Bishop Taban is quoted as wondering why the international community has chosen to ignore the genocide in his motherland: “Recently, we heard that the President of Yugoslavia was to pull out his troops or face the wrath of NATO…And what about us in Sudan? Are we not worth human life (sic) to be protected from the Sudanese air force by the imposition of a no-fly zone..?''

Human rights violations in Sudan, states ICCAF report, occur in the context of a 16-year civil war, the latest in a series of civil conflicts since independence in 1956.
The war has killed an estimated 1.9 million people and displaced another 4.5 million. The causes of the conflict are rooted in a complex mix of political, economic, religious, cultural and racial issue. While the war is often defined as pitting Muslim against Christian, Arab against African and northerner against southerner, the reality is much more complicated and ambiguous. Not only African Sudanese in the south, but also Muslims in the north, are fighting against predominantly Arab government. There are also serious divisions among southern Sudanese. Muslim Sudanese from the north also fight on the side of African Sudanese in the south, most of who are Christians and traditionalists.

The report notes with regrets that the world's primary intervention in Sudan continues to be humanitarian and the provision of relief aid which, although it literally saves lives, does little if anything to address the reasons why Sudan needs aid in the first place.
Provision of food aid alone is “like fattening a cow for slaughter,” the report quotes Bishop Taban as saying.

Late last year, ICCAF petitioned the Canadian Minister for Foreign affairs, Hon Lloyld Axworthy, regarding the activities of the Canadian company, Talisman Energy Inc. in Sudan.
The petition questioned the justification of the company's partnership with the Government of Sudan, which stands accused of genocide, among a host of other crimes against humanity.

Charles Omondi

Mysterious epidemic ravages Sudan

A mysterious epidemic is spreading like a wild fire, claiming hundreds of lives in southern Sudan's Lakes Province and Yirol County.
The newly-appointed Catholic Bishop of the Diocese of Rumbek, Monsignor Ceasar Mazzolari said in Nairobi the epidemic was first reported in December last year but so far there has been no international intervention to bring it under control. Bishop Mazzolari was speaking on arrival from an extensive tour of the war-torn expansive state.

- Exercise data -
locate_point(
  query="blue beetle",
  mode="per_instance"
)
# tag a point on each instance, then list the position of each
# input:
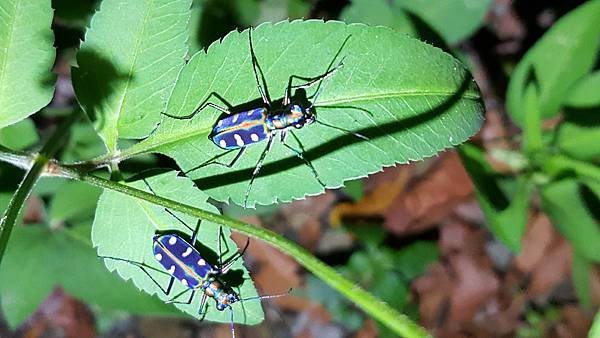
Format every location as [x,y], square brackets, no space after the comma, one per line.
[182,261]
[237,131]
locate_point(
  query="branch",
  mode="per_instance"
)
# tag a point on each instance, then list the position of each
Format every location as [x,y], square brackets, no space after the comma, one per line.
[36,165]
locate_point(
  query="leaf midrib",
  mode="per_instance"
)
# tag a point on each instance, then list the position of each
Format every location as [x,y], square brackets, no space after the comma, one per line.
[10,41]
[136,52]
[149,144]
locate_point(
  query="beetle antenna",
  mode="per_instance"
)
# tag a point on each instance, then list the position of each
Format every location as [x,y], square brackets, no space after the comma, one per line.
[320,86]
[346,131]
[269,296]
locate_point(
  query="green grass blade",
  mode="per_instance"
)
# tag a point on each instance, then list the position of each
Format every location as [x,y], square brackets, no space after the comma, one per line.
[410,99]
[557,61]
[128,64]
[26,58]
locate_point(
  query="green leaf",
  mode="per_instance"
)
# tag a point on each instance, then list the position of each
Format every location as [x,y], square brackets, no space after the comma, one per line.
[503,200]
[579,134]
[595,330]
[563,202]
[26,58]
[584,93]
[38,260]
[73,201]
[74,13]
[19,136]
[532,127]
[124,227]
[581,278]
[454,20]
[84,143]
[557,61]
[354,189]
[128,64]
[378,12]
[410,99]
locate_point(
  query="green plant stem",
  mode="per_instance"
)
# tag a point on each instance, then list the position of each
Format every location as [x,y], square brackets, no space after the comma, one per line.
[391,318]
[532,130]
[559,164]
[396,321]
[37,165]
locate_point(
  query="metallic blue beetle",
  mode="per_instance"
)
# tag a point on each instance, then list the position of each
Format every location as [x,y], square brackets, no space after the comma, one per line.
[237,131]
[184,263]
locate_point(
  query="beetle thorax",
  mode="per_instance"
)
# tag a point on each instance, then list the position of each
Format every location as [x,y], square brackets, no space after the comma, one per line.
[291,116]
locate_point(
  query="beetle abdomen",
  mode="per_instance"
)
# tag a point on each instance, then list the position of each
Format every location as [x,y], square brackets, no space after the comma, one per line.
[181,260]
[239,130]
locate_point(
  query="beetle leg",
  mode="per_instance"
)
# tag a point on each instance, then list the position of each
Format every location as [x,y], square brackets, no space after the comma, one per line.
[203,106]
[300,155]
[189,301]
[310,81]
[257,168]
[213,161]
[143,267]
[264,93]
[202,306]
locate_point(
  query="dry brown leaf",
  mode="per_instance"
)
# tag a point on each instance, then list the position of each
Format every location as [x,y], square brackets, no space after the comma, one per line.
[475,284]
[304,217]
[276,272]
[551,270]
[540,236]
[391,183]
[63,315]
[433,291]
[431,199]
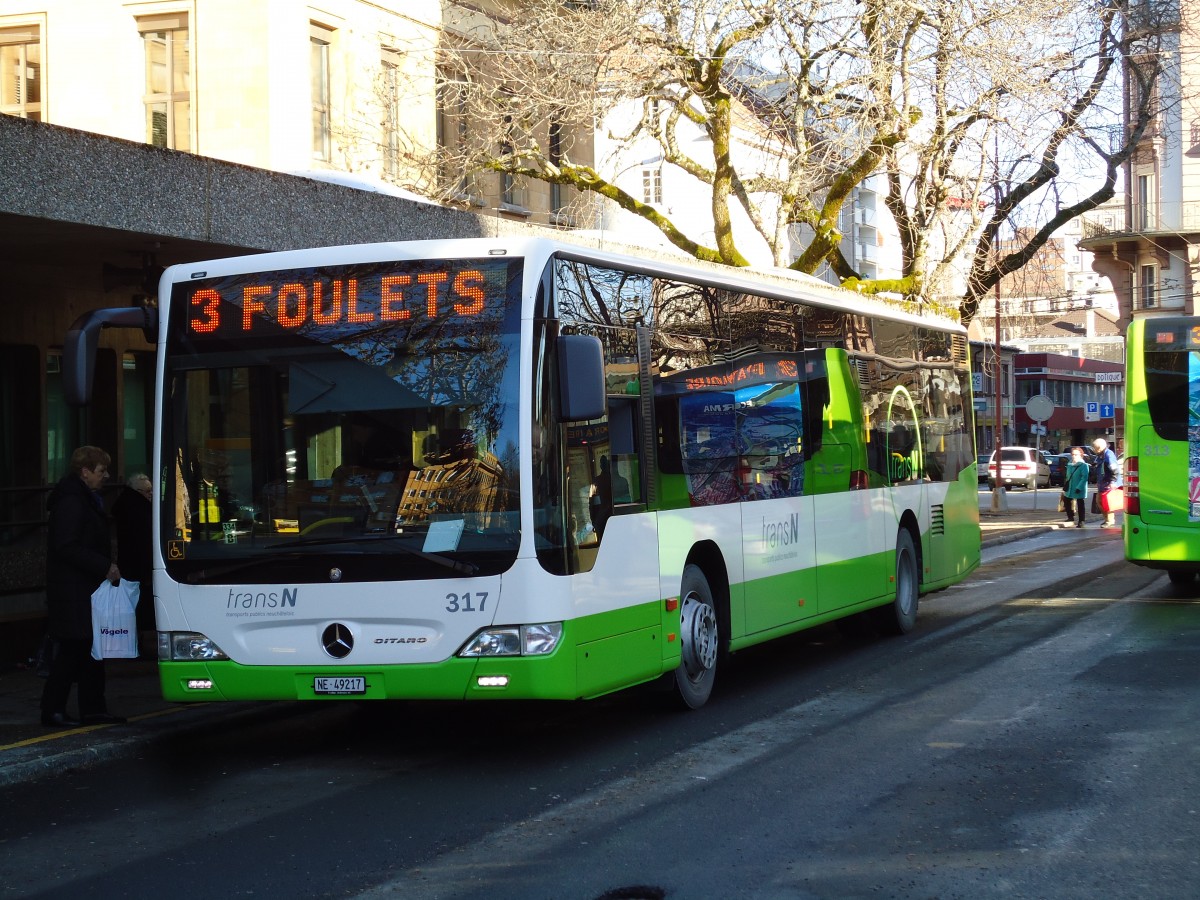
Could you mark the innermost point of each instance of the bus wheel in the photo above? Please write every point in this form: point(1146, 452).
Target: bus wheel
point(700, 639)
point(900, 616)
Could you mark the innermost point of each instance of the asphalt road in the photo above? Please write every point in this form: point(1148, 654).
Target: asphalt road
point(1033, 737)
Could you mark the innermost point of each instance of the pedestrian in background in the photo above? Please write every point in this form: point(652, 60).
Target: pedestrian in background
point(1107, 478)
point(1074, 486)
point(78, 559)
point(133, 519)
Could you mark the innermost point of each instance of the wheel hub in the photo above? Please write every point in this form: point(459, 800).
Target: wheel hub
point(699, 627)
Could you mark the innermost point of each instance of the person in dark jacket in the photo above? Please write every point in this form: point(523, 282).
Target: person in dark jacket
point(78, 558)
point(1108, 475)
point(133, 520)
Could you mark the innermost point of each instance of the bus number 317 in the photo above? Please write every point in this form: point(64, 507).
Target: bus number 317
point(466, 603)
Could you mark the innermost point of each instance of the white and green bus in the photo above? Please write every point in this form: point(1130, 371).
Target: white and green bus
point(485, 469)
point(1162, 466)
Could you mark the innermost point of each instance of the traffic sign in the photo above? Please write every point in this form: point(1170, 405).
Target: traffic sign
point(1039, 407)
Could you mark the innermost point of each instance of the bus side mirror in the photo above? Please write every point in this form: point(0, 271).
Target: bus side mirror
point(581, 383)
point(79, 346)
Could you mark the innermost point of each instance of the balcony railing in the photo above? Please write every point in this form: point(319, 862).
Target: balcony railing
point(1176, 216)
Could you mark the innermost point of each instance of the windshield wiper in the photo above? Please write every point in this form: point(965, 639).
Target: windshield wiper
point(437, 558)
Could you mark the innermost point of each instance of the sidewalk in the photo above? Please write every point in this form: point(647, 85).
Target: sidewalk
point(29, 750)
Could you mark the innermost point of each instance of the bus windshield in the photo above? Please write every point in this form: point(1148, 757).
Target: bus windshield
point(349, 423)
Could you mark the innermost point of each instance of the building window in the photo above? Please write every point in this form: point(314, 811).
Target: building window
point(513, 191)
point(391, 114)
point(1146, 217)
point(1149, 287)
point(454, 179)
point(555, 151)
point(319, 40)
point(21, 72)
point(652, 185)
point(168, 97)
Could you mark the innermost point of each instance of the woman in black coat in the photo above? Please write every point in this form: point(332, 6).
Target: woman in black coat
point(78, 558)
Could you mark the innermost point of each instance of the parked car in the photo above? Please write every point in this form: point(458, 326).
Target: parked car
point(1021, 466)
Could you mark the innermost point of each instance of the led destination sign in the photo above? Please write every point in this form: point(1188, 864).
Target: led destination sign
point(382, 294)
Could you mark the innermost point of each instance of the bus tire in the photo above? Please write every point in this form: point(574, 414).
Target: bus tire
point(700, 637)
point(1181, 577)
point(900, 616)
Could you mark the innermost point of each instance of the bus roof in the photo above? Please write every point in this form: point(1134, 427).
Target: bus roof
point(775, 283)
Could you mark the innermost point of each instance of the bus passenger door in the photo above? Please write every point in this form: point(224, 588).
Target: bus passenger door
point(851, 508)
point(777, 514)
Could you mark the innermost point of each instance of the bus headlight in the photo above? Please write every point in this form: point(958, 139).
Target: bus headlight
point(515, 641)
point(187, 647)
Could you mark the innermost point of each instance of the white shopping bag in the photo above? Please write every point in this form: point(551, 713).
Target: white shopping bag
point(114, 624)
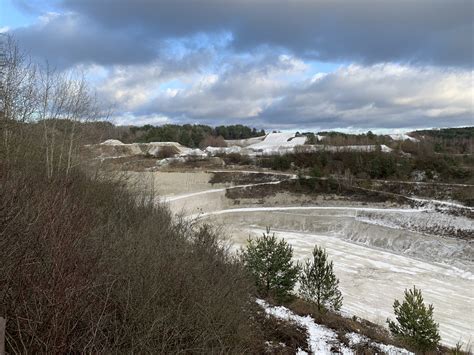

- Exercise instructions -
• 1. Repeat everything in the Sudan news passage from "The war has" down to "Christians and traditionalists.".
• 2. Carry the Sudan news passage forward from its last sentence with the next part of the report.
The records are separate material and are not part of the Sudan news passage.

- Outputs in order -
• 1.
The war has killed an estimated 1.9 million people and displaced another 4.5 million. The causes of the conflict are rooted in a complex mix of political, economic, religious, cultural and racial issue. While the war is often defined as pitting Muslim against Christian, Arab against African and northerner against southerner, the reality is much more complicated and ambiguous. Not only African Sudanese in the south, but also Muslims in the north, are fighting against predominantly Arab government. There are also serious divisions among southern Sudanese. Muslim Sudanese from the north also fight on the side of African Sudanese in the south, most of who are Christians and traditionalists.

• 2.
The symptoms of the killer-disease, said the Comboni missionary, are headache, diarrhoea and intestinal complications, which in the eyes of a layman, may appear like malaria.
“It is highly contagious epidemic and kills its victims within 24 hours,” said Mazzolari, pointing out that in the month of January alone, the epidemic claimed 580 lives”
“The figure could be much higher because the above cases were only in the central areas accessible to our personnel,” he said.

“The situation is distressing as the disease is spreading fast in the extremely harsh climatic conditions. The lack of water has further complicated matters”
Bishop Mazzolari identified the worst hit areas as Rumbek, Cuibet, Tonj, Thiet, Yirol, Agangrial, and Wulu, an area of about 45,000 square kilometres.
He said the diocesan health co-ordinator, Dr Brigitte Bayer of Malterser (A German Non-Governmental Organisation), has already notified his counterpart at the Sudan Relief and Rehabilitation Association (SRRA) Dr Valerio Ahou about the situation.

“I believe they have proceeded to inform UNICEF though there has been no response so far,” he said. Together with the Sudanese People's Liberation Army (SPLA) commissioner of Rumbek, Paul Mayom, and SPLA health co-ordinator Dr Samuel Mayak, Bishop Mazzolari appealed for immediate intervention from anywhere to help avert further crisis.
“My office is ready and willing to give any support within our means to any organisation or individual willing to help fight the epidemic'' Mazzolari said.